_Problem description:_
Copy out everything from the line containing "Target: calm lake water" down to the end of the entries, replacing "marker" with "point" and keeping all else unchanged.

_Source data:_
■ ■ ■ ■ ■ ■ ■

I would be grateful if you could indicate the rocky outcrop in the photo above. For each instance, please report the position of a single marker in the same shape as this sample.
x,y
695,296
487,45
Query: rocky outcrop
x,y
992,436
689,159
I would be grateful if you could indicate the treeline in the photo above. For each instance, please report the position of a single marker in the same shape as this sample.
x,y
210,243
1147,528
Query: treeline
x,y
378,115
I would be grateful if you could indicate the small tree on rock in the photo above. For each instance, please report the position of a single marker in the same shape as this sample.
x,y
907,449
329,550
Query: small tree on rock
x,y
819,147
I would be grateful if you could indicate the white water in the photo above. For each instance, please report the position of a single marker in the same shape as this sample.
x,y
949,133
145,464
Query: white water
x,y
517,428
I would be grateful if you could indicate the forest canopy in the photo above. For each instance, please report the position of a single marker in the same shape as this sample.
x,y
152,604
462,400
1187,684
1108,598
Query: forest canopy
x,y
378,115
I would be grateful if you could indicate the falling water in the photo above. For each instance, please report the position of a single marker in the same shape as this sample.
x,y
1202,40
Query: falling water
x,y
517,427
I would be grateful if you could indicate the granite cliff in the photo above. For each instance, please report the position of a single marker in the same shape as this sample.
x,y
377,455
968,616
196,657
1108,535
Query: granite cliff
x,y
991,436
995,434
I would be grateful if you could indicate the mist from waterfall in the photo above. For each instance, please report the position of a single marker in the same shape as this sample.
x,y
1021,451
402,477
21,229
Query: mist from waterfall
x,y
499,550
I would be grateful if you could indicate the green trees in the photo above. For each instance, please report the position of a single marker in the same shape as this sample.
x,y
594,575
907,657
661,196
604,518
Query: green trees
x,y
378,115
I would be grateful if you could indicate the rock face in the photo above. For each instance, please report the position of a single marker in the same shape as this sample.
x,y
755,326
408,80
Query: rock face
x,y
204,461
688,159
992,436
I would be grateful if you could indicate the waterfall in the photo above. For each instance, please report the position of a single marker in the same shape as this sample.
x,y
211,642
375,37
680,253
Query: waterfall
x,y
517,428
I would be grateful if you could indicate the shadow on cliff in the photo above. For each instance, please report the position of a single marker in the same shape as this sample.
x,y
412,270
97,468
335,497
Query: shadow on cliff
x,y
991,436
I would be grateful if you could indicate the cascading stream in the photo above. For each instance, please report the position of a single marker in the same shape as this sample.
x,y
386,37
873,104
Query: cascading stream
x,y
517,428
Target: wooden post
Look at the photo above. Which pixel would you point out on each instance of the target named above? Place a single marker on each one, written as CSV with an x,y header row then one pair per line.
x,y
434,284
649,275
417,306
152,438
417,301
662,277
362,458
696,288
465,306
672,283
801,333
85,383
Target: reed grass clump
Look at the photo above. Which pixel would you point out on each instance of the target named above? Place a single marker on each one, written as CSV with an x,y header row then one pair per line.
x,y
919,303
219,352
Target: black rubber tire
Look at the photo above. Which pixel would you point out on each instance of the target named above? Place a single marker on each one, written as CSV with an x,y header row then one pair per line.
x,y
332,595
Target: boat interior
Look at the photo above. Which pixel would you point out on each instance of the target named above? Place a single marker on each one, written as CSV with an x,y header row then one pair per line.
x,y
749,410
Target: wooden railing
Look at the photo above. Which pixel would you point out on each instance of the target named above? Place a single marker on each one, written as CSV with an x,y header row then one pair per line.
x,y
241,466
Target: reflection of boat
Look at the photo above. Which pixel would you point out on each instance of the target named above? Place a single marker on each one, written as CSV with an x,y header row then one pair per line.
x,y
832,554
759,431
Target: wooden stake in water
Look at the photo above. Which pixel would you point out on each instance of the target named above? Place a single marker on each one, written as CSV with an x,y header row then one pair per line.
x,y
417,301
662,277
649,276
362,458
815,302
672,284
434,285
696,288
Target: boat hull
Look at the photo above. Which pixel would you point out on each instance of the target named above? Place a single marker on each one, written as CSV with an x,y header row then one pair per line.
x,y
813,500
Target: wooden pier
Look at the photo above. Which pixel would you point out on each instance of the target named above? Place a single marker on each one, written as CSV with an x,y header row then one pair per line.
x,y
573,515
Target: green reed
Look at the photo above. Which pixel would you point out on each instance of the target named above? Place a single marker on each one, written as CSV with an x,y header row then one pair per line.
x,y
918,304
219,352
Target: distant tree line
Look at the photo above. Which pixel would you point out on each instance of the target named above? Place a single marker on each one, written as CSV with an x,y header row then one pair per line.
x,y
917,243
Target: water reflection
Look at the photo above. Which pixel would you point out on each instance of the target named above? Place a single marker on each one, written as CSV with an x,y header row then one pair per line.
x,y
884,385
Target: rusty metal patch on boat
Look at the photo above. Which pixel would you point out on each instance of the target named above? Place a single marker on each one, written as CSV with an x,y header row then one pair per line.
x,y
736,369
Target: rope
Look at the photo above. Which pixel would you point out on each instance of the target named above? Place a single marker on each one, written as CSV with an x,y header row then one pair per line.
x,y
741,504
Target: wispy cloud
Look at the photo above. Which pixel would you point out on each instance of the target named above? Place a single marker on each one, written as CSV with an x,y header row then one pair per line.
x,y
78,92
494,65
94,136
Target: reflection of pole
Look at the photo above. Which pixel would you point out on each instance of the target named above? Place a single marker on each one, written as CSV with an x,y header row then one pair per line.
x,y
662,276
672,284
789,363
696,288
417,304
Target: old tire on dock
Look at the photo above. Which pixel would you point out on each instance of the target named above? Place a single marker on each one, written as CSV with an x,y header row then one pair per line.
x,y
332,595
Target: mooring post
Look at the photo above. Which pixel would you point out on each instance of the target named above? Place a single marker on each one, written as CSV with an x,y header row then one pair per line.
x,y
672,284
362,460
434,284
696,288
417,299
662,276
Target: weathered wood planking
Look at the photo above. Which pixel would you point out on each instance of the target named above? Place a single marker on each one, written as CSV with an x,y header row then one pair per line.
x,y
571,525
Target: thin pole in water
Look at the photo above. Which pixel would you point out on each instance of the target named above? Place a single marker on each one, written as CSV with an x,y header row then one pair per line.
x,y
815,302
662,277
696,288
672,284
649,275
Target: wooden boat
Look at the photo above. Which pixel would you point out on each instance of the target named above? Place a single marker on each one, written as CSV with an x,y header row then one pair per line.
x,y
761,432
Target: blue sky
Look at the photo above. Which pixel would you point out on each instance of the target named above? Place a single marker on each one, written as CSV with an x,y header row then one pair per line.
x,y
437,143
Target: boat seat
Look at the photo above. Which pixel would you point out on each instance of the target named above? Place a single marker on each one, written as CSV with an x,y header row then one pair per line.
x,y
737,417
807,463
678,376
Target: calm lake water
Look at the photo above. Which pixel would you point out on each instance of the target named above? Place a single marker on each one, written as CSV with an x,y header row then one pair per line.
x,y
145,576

■ ■ ■ ■ ■ ■ ■

_Answer below:_
Target: calm lake water
Look at the photo above. Which pixel would you point out on each instance of the target named above? Place a single point on each one, written as CSV with an x,y header row then one pair per line.
x,y
145,576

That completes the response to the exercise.